**Set exercise:** The data follows this line. Copy verbatim the line with "Guideline: for every instance of the leather" and each line after it to the end.

**Information shown:**
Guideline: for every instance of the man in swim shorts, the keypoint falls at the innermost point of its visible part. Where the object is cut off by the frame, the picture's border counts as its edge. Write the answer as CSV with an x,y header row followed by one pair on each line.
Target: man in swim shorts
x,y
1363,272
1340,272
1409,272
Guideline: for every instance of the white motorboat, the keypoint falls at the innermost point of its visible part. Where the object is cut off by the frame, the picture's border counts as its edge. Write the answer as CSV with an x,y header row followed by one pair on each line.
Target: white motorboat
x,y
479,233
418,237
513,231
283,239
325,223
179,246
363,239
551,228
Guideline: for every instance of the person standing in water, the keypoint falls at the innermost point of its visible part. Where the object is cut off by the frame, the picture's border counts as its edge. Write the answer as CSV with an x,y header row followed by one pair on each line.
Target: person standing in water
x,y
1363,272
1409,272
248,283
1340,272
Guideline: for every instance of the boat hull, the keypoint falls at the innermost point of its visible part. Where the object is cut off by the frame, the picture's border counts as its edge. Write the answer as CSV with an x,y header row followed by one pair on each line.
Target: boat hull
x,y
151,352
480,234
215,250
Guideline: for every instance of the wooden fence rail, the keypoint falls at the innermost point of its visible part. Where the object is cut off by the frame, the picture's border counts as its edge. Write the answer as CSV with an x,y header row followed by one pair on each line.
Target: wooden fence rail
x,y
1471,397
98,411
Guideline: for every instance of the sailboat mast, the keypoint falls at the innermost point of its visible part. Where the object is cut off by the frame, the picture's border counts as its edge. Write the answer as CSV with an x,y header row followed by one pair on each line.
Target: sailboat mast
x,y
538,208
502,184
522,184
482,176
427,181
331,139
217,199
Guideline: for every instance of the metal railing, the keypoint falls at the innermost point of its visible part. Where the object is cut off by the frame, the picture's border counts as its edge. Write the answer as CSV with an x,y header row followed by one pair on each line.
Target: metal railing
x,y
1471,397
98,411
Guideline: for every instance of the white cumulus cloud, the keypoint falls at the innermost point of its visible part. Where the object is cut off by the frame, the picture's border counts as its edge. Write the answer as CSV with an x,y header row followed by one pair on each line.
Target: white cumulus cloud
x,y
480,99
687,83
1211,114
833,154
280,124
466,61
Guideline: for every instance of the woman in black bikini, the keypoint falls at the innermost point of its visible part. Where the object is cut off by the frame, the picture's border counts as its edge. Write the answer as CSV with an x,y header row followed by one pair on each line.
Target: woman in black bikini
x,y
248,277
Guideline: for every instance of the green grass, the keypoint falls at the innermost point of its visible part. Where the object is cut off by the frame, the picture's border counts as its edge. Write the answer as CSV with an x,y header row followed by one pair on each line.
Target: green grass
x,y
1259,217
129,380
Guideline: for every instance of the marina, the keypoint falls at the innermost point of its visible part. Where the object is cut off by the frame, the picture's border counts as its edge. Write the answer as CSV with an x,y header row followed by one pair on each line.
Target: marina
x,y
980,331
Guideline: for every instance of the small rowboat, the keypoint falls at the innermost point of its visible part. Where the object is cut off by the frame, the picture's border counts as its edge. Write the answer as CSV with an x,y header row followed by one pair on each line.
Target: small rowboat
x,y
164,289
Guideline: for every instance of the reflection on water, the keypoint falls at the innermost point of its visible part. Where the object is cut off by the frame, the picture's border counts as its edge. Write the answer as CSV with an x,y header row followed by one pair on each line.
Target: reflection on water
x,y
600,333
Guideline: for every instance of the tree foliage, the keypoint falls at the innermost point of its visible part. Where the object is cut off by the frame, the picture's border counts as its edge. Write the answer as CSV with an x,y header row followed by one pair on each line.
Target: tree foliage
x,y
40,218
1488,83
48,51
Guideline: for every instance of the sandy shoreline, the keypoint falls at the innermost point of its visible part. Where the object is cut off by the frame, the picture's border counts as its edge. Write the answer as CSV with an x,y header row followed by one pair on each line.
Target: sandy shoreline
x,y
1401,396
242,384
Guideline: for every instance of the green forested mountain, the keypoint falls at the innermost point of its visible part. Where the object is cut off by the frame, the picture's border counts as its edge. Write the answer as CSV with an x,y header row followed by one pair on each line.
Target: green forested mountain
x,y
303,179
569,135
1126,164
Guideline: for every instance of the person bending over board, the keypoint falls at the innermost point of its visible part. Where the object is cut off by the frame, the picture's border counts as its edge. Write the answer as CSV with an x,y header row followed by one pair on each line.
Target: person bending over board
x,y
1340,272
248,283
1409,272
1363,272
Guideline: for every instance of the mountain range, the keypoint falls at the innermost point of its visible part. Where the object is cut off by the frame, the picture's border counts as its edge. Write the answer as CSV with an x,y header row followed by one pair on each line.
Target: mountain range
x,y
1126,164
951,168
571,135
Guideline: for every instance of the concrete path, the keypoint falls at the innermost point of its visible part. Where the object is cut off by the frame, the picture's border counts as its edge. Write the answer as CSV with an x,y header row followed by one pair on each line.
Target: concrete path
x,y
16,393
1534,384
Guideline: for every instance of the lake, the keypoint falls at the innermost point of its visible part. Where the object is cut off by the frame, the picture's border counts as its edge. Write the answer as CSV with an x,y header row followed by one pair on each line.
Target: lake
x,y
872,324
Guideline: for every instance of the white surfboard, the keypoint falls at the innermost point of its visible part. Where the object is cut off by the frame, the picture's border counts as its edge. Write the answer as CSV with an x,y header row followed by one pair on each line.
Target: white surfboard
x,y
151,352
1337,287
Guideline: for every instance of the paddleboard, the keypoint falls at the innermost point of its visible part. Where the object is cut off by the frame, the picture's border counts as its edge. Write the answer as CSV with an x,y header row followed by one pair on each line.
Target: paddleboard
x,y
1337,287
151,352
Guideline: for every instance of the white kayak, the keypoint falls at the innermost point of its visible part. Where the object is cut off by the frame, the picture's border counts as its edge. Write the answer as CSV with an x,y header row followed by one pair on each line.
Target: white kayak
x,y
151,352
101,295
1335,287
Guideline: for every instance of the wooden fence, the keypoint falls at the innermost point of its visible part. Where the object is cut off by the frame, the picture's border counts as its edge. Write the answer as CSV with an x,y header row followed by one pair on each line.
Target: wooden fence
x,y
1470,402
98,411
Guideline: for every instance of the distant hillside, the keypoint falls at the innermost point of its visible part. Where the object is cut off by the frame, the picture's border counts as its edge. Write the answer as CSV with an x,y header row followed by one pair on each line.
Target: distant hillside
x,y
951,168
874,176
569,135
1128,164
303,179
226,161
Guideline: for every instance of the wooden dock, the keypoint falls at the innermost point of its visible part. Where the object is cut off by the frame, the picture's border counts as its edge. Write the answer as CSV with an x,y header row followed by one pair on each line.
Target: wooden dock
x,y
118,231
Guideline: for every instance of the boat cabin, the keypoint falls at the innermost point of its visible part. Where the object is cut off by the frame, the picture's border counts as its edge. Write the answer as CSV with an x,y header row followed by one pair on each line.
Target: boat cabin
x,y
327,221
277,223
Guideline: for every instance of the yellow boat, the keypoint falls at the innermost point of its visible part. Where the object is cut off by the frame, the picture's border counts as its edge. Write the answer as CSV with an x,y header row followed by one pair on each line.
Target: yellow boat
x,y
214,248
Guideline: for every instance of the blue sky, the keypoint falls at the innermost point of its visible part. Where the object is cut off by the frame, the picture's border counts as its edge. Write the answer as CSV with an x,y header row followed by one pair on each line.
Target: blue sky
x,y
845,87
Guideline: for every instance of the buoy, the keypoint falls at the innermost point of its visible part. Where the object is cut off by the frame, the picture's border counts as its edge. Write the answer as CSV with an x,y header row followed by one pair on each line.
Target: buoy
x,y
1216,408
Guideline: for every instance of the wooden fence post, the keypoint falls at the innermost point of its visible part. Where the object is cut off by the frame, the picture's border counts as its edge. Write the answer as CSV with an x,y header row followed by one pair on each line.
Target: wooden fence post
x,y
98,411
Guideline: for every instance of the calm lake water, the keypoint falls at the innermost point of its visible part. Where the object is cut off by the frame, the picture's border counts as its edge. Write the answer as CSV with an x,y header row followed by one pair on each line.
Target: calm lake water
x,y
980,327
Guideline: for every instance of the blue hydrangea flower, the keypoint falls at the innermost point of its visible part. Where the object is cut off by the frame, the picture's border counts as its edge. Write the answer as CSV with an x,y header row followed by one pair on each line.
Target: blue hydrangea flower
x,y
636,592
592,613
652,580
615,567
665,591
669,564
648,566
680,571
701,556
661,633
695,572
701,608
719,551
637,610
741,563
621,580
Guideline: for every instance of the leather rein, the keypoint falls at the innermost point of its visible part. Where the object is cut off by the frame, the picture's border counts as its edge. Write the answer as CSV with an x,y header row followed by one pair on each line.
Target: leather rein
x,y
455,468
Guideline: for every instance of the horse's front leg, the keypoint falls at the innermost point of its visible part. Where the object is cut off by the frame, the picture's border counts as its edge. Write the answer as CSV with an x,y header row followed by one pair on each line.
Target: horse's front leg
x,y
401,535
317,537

**Result of this task:**
Guideline: for every instance of the leather rein, the keypoint falls at the innermost point of its visible part. Where the object is cut off by the frame, the picture's border counts as its edge. Write the answer as CSV with an x,y header row followed by one pair on each line.
Target: leather rein
x,y
455,468
Guideline: for every instance of the horse's front leg, the keypoint falls at the innermost point of its visible part. Where the object is cut off by the frame, the picture's border counts as its edge. Write the answer as CSV with an x,y header row followed by one pair on each line.
Target: horse's front leg
x,y
401,535
317,537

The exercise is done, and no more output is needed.